**Source passage:**
================================

The two kids go to an abandoned mine to meet some old coot named Captain Billy. They find him, all right, as the now-mutated rabbits' dinner. It isn't long before the rabbits have the cutest stampedes, hijacking trucks, attacking horses and nibbling unsuspecting people to death.

Since Rifftrax closes its YouTube previews after a while, I included the direct link to the movie sample this time. Anyway, a sample of what to expect:

The movie is based on the book, The Year of the Angry Rabbit

Kevin Murphy:  It's about when the Trix Rabbit got fed up and decided to buy a gun.

The kids find the big rabbits in the mine

Mike Nelson:  Hippity, hoppity, death is on its way

Janet Leigh tries to express...something...but it's been 12 years since Psycho

Bill Corbett:  Her emotions span the gamut from fretful to kind of worried

The Lepus monsters' theme song

Kevin:  Nothing enhances the terror of giant rabbits like barely audible Brian Eno music

The National Guard await the rabbit stampede

Mike: Unleash the 200 foot Yosemite Sam!

There's also lots of Bugs Bunny jokes, along with riffs on Australia in general, The Brady Bunch, Pirate World, Robert Goulet, Full House, Blue Thunder for some reason, and past Rifftrax targets including Birdemic, Mutant and Treasure of the Amazon.

While we'll never know how the Mike Nelson of 1993 tried to learn movie sarcasm by watching this movie, he certainly turned it into cinematic hasenpfeffer today. Slow-motion stampedes, recycling scenes, lousy special effects, it's in there. Maybe Mr. Gordon would have riffed on this, too, commenting on how he would have done it.

================================

**Raw records:**
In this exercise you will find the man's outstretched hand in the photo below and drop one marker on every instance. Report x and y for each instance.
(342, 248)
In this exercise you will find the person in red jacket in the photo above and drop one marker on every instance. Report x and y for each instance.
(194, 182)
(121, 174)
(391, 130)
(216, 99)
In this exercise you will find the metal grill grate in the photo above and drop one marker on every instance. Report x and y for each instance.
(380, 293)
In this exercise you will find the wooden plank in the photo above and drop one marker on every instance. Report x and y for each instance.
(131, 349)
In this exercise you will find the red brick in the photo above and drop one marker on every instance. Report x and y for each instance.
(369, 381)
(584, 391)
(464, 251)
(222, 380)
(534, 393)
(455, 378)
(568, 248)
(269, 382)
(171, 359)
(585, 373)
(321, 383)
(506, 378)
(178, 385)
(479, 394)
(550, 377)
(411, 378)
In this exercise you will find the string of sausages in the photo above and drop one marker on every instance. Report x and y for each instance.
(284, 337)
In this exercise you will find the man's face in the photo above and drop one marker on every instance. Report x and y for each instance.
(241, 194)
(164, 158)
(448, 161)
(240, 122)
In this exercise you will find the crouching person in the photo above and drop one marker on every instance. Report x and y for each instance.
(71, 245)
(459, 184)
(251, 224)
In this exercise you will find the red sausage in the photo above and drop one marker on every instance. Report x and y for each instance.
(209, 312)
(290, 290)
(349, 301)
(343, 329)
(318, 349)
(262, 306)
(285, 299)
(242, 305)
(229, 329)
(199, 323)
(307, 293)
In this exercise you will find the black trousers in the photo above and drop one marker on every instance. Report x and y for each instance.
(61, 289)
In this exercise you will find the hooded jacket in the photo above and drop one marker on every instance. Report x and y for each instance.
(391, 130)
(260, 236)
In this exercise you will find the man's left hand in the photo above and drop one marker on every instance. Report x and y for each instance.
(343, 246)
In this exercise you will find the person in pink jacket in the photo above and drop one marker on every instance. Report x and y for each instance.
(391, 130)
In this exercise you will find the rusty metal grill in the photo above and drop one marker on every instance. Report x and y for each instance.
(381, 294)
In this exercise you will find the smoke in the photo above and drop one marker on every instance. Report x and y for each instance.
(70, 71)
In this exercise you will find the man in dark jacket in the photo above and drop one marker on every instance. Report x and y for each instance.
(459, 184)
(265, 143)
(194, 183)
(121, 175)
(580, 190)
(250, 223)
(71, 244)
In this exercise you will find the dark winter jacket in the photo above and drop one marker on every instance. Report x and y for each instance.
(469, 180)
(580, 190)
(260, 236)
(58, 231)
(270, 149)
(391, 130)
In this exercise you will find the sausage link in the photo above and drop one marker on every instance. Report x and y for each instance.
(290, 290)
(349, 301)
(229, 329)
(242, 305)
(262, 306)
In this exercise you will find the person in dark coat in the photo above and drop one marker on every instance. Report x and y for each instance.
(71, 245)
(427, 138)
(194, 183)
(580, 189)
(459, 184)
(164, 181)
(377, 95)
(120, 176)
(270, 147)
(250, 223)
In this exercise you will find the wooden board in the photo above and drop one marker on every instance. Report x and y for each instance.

================================

**Requirement A:**
Using the Rifftrax review, answer:
(i) What book is the movie based on?
(ii) Whom do the two kids go to the abandoned mine to meet?
(iii) What kind of music does Kevin say enhances the terror of giant rabbits?
**Requirement B:**
Decide whether each statement agrees with the Rifftrax review:
(i) Rifftrax keeps its YouTube previews up indefinitely.
(ii) Birdemic is named as a past Rifftrax target.
(iii) The rabbits attack horses.
Base every answer on the Rifftrax review alone.

**Task response A:**
(i) The Year of the Angry Rabbit
(ii) Captain Billy
(iii) Barely audible Brian Eno music

**Task response B:**
(i) No: "Since Rifftrax closes its YouTube previews after a while"
(ii) Yes: "past Rifftrax targets including Birdemic, Mutant and Treasure of the Amazon"
(iii) Yes: "hijacking trucks, attacking horses and nibbling unsuspecting people to death"